PROBLEM TO WORK ON -
Copy the passage on Patriots roster needs word for word, everything from "The last big" down to "left to offer.".

SOURCE TEXT -
Knowshon Moreno is a player who Belichick may elect to pay a bit of a premium for. He has always been fond of players who have given the Patriots trouble—think Wes Welker in Miami—and Moreno memorably racked up 224 yards in the Denver Broncos' first meeting with New England in 2013.
Moreno will only turn 27 this offseason, so he should have at least two or three more productive years in the tank.
The last big name target would be former Jacksonville Jaguar Maurice Jones-Drew. According to Ryan O'Halloran of the Florida Times-Union, he is seeking $3.5 million per year. While the Patriots aren't likely to pay that much for a player just shy of 30 years old, they could certainly kick the tires and see what he has left to offer.
Draft Needs and Targets
Free agency isn't the only grocery store in town. The 2014 NFL draft is just around the corner—May 8 through May 10—where NFL teams can pick up cheap, young options to fill in the cracks of their roster. Expect the Patriots to prioritize four positions in the draft.

RECORD SET -
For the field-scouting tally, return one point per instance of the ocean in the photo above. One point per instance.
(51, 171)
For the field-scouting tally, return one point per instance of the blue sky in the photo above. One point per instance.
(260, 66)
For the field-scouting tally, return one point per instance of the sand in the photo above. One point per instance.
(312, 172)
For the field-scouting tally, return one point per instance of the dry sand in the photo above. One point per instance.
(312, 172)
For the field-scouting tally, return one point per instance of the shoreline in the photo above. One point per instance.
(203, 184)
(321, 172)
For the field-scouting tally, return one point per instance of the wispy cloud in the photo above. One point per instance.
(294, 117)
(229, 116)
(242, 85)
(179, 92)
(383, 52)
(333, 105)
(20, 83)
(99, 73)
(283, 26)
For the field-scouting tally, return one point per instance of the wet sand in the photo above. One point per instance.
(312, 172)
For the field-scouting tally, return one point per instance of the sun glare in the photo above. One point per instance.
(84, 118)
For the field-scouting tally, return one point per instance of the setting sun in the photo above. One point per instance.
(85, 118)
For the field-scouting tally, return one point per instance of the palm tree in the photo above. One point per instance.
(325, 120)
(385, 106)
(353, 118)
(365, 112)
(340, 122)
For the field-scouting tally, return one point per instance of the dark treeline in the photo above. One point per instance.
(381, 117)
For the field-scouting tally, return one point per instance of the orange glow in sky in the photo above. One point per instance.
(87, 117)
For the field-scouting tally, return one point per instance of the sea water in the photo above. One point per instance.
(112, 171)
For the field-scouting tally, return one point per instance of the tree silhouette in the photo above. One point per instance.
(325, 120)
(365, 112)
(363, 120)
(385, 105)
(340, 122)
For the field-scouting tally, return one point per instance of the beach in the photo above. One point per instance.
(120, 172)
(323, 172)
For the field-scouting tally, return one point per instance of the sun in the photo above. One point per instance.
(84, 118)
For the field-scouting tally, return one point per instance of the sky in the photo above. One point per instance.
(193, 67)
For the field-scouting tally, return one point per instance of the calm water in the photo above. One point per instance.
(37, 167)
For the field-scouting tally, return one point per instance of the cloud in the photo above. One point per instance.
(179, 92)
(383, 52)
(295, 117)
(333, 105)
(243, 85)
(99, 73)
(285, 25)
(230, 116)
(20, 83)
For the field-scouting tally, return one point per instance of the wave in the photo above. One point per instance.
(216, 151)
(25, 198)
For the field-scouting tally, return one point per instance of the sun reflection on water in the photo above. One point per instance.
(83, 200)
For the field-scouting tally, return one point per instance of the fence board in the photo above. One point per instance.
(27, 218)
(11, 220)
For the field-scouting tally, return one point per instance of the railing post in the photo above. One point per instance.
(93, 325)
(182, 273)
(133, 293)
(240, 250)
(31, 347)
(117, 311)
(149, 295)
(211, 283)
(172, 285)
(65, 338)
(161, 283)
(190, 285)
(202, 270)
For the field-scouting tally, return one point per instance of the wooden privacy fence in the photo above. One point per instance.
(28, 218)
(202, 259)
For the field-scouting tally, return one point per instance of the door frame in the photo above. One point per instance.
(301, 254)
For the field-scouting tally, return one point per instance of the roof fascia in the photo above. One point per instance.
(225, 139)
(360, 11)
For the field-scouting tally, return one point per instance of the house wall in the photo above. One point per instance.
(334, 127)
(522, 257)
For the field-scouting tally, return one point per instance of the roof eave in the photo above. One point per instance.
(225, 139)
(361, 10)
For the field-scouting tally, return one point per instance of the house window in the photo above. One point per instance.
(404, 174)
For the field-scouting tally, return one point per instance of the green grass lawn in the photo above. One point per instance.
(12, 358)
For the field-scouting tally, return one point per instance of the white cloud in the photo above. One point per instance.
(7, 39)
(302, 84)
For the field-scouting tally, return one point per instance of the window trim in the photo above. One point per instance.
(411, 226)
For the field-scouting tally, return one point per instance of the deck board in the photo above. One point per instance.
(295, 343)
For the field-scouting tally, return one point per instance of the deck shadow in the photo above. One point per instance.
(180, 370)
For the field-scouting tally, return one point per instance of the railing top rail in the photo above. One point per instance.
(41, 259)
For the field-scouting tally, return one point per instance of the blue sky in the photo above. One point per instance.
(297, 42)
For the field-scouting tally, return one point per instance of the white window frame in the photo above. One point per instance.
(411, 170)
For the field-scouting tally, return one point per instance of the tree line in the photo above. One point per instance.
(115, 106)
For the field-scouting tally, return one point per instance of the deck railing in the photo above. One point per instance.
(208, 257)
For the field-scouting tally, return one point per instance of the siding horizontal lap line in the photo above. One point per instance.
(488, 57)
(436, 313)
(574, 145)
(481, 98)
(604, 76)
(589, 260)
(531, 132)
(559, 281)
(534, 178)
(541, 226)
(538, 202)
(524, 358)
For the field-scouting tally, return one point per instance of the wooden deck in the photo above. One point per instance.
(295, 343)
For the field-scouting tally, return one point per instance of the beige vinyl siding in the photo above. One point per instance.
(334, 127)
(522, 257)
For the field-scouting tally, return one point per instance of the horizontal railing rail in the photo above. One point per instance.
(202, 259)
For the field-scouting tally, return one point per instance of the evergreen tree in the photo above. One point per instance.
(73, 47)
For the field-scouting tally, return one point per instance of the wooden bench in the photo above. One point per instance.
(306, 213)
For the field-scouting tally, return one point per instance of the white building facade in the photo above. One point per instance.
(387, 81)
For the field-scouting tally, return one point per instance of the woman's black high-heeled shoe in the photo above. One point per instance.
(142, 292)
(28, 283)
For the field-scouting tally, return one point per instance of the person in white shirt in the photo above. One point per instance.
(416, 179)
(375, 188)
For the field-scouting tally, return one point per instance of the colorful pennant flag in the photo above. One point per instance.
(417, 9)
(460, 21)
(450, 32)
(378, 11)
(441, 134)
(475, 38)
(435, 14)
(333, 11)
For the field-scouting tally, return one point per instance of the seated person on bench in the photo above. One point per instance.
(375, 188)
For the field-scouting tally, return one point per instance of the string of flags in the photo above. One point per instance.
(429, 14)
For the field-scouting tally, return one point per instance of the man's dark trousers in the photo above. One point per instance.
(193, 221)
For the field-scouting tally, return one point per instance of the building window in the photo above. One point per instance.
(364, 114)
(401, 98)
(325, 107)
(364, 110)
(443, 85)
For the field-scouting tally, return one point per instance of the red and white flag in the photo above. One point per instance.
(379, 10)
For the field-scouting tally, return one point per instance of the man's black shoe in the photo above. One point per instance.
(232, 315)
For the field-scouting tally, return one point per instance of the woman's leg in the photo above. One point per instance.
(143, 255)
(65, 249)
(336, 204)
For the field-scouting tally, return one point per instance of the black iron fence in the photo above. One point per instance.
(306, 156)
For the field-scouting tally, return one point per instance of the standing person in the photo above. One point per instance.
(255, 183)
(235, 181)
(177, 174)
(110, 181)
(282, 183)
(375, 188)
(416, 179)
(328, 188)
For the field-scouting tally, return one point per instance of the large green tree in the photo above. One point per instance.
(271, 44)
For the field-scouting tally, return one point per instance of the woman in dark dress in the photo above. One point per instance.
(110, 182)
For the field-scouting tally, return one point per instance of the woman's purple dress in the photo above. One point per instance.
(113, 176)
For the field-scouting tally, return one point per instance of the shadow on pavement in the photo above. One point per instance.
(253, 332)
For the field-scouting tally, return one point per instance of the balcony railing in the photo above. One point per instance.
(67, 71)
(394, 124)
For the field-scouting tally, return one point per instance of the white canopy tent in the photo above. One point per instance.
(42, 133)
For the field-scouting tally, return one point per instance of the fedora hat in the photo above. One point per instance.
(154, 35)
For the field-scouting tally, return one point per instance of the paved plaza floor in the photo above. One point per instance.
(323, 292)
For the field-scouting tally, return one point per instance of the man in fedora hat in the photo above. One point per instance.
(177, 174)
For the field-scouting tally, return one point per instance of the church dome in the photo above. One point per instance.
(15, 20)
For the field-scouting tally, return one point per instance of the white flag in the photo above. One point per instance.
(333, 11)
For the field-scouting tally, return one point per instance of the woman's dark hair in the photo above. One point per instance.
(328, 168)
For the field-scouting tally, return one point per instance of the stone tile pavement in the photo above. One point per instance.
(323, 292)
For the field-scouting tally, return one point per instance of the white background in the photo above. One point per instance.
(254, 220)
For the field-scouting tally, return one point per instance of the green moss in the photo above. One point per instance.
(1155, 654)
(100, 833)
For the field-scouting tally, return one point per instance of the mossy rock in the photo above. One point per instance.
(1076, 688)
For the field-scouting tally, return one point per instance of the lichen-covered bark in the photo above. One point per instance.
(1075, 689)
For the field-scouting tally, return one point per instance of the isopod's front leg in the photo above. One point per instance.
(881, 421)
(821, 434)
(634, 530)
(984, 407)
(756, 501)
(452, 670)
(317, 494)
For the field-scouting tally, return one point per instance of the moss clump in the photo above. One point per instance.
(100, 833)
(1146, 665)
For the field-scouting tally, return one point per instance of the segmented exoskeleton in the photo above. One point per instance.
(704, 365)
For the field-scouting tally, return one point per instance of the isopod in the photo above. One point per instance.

ANSWER SPACE -
The last big name target would be former Jacksonville Jaguar Maurice Jones-Drew. According to Ryan O'Halloran of the Florida Times-Union, he is seeking $3.5 million per year. While the Patriots aren't likely to pay that much for a player just shy of 30 years old, they could certainly kick the tires and see what he has left to offer.